== Задания ==
1. Почему, согласно тексту о поездке во вьетнамскую деревню, иностранцы могут счесть встречу с молодым фольклористом напрасным отклонением от маршрута? Объясните в одном-трех предложениях.
2. На какой бумаге отпечатана книга, которую приносит молодой человек в тексте о поездке во вьетнамскую деревню?
3. Продолжите текст о поездке во вьетнамскую деревню с того места, где он заканчивается.

== Исходный текст ==
Все прошло без задоринки, а я не могла понять, почему именно эту далекую деревеньку они избрали и сделали объектом показа для иностранцев. Может быть, ради этого, последнего номера программы?

Молодой человек приносит пухлую книгу, отпечатанную на сероватой бумаге военного времени. Это только первый том. Он создан коллективом молодежи, куда входит и он, литератор, научный сотрудник по собиранию фольклора народности мыонг.

Молодой человек говорит, и лицо его все больше одухотворяется. Влюбленность в народную лирику облагораживает его черты. С волнением и в то же время с научной обстоятельностью, даже с педантичностью он перечисляет все виды обрядовых, лирических, героических песен, а также особенности местного языка.

Боюсь, что прежние иностранцы сочли, а будущие сочтут все это напрасным отклонением от маршрута, они ведь приехали посмотреть на героический Вьетнам. Они будут попивать зеленый ароматический чай, курить сигареты, снисходительно терпя увлеченность молодого фольклориста.

Но, может быть, самозабвенное изучение народных песен в такой момент и раскрывает одну из тайн неправдоподобной выносливости Вьетнама? Этот народ поднимается против грубой военной машины, вооружаясь красотой и нежностью всех времен, собирая силы всех предыдущих поколений.

== Данные ==
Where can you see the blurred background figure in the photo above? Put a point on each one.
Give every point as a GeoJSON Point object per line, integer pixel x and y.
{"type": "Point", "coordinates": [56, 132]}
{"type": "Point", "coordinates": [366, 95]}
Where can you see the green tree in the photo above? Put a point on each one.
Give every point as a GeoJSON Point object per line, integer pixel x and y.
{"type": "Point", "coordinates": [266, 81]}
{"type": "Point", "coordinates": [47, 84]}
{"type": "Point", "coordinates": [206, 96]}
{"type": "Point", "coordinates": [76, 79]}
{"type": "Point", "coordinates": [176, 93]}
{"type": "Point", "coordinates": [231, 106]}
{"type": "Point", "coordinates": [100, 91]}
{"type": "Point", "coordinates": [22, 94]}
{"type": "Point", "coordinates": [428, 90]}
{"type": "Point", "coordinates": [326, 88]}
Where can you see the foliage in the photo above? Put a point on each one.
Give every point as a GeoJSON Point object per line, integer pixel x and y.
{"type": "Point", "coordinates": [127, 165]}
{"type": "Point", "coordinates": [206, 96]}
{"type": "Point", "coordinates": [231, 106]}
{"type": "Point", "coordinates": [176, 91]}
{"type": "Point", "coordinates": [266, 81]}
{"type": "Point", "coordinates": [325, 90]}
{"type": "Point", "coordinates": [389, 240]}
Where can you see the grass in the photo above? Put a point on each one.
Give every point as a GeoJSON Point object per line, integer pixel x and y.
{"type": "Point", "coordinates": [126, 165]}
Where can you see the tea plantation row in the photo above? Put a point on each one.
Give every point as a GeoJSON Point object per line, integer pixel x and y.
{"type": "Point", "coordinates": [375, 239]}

== Ответы по заданиям ==
1. Иностранцы приехали посмотреть на героический Вьетнам, поэтому рассказ о народных песнях мыонг покажется им отклонением от маршрута. Они будут лишь снисходительно терпеть увлеченность молодого фольклориста за зеленым чаем и сигаретами.

2. На сероватой бумаге военного времени.

3.
Молодой человек исполняет песню, которая теряется даже в переводе с языка мыонг на вьетнамский. А я думаю, красота не теряется: из песни она переходит на его лицо, с его лица — на мое воспоминание об этом дне, от моего воспоминания — на страницу бумаги, со страницы, быть может, — к читателям.

Душа человека
В деревне.
Судьба человека
В темной земле.
Семена света
В душе человека.

В конце концов понимаю: затерявшаяся деревушка Тху-фаунг выплыла из джунглей и стала достопримечательностью благодаря одной могиле. К вечеру отправляемся туда. Закат запутался в ветвях одной пальмы. Полуголые ребятишки гурьбой сопровождают нас. Они бегут рядом и, забегая вперед, не сводят глаз с пришельцев и не глядят под ноги. Боятся прозевать хоть одно наше движение. Спотыкаются, плюхаются в болото и вскакивают нас догонять. Некоторые за спиной тащат еще меньших детей, трясут их, а те высовывают из-за плеча удивленные личики.

У многих могил я стояла с опущенной головой, но не слышала такого близкого дуновения смерти.

В кучу ржавого пепла воткнуто обгоревшее крыло самолета. Как сломанное весло на могиле моряка. На крыле выбита надпись:

«Могила американского летчика,
сбитого ополчением деревни Тху-фаунг
20.7.1966».

Предполагается, что это сорокатрехлетний полковник Нильсон, ас американского воздушного флота. Одиннадцать раз проникал он в небо Северного Вьетнама и бомбил густонаселенные деревни. Что заставляло его виться над бедными деревушками в джунглях?

Летя на какое-то задание, он высмотрел своим ястребиным взглядом спрятанную в тени, полуразбитую на плохих дорогах машину. Верный правилу «обстреливай все, что движется», он отклонился от курса, пикировал, уничтожил машину с шофером вместе, но, к изумлению своему, увидел, что из полудиких кустарников и болот в его Ф-105 стреляют из ружей. Какая дерзость!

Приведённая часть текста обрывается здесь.